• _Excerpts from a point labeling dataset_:
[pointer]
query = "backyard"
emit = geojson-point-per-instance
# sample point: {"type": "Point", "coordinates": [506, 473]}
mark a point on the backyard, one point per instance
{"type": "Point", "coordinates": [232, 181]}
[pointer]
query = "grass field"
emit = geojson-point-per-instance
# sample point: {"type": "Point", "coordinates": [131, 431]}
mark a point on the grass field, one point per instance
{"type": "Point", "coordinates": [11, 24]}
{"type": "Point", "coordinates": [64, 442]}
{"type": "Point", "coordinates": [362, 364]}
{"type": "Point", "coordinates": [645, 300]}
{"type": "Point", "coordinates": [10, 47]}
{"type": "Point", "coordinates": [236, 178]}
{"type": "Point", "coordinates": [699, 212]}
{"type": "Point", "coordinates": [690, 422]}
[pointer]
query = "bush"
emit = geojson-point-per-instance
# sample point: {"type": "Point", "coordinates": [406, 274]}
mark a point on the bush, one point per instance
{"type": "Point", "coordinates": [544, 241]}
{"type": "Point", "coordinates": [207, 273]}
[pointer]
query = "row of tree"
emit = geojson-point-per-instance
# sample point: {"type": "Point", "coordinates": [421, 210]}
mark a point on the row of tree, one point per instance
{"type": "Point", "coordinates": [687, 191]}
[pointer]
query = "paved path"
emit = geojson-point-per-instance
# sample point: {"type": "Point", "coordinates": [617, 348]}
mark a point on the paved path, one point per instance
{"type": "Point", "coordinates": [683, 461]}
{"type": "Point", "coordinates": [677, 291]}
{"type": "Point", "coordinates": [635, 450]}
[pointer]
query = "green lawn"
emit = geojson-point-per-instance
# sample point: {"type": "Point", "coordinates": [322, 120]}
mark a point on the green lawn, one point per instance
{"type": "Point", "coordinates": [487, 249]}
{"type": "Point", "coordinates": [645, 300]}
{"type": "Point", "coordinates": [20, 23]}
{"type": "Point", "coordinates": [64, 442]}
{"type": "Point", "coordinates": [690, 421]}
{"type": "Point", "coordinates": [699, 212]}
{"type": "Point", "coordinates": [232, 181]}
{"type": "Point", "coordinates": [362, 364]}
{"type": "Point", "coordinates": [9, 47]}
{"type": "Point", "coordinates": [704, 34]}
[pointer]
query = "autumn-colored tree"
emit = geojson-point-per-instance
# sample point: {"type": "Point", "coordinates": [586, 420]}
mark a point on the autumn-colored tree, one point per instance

--

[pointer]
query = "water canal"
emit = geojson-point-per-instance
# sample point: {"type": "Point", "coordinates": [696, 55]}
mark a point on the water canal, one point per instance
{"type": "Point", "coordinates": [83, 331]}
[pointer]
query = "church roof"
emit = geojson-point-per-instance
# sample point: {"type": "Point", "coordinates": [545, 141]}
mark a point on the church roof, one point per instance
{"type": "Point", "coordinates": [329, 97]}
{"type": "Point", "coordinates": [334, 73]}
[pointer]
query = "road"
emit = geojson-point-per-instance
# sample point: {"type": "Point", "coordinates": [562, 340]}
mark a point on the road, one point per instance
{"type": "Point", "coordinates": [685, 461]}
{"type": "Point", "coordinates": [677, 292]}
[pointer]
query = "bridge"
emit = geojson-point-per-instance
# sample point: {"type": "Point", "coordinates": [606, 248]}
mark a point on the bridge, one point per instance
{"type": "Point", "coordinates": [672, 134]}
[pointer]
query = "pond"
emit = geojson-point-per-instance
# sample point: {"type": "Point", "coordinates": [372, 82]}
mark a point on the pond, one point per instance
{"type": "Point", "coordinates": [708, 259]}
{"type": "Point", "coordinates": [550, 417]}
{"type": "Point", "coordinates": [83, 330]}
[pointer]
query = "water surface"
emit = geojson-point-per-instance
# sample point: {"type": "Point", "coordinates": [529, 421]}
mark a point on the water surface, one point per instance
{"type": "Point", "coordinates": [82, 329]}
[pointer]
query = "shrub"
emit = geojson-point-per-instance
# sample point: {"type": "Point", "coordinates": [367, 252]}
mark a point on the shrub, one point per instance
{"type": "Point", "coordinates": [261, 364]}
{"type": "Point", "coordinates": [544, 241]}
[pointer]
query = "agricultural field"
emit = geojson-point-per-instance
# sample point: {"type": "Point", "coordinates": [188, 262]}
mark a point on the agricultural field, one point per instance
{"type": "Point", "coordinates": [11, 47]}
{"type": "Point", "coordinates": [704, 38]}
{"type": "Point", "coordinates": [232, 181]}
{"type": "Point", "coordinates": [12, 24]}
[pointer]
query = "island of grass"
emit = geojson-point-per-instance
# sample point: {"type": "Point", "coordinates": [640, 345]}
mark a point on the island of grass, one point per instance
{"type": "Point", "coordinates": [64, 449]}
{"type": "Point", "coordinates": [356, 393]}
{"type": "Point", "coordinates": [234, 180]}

--

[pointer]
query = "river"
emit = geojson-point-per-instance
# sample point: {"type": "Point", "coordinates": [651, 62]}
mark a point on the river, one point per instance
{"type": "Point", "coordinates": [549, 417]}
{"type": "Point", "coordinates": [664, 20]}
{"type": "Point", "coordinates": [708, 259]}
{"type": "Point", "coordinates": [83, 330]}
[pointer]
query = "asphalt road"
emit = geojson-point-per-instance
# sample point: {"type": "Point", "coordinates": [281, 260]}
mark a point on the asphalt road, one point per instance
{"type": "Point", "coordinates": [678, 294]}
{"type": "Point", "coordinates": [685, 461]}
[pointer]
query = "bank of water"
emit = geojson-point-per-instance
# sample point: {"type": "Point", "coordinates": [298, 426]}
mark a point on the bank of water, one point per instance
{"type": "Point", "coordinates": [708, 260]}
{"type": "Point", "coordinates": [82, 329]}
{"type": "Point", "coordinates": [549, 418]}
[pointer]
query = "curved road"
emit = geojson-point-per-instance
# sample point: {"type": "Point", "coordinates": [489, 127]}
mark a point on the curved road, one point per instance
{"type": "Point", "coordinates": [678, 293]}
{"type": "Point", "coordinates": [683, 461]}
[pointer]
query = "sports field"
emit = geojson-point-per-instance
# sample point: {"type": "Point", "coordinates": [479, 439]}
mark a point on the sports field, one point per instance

• _EXERCISE_:
Identify every line of the records above that contains the word "river", and copy each of those lines. Case counts.

• _RESPONSE TO THE EXERCISE_:
query = "river"
mark a point on the river, one point per instance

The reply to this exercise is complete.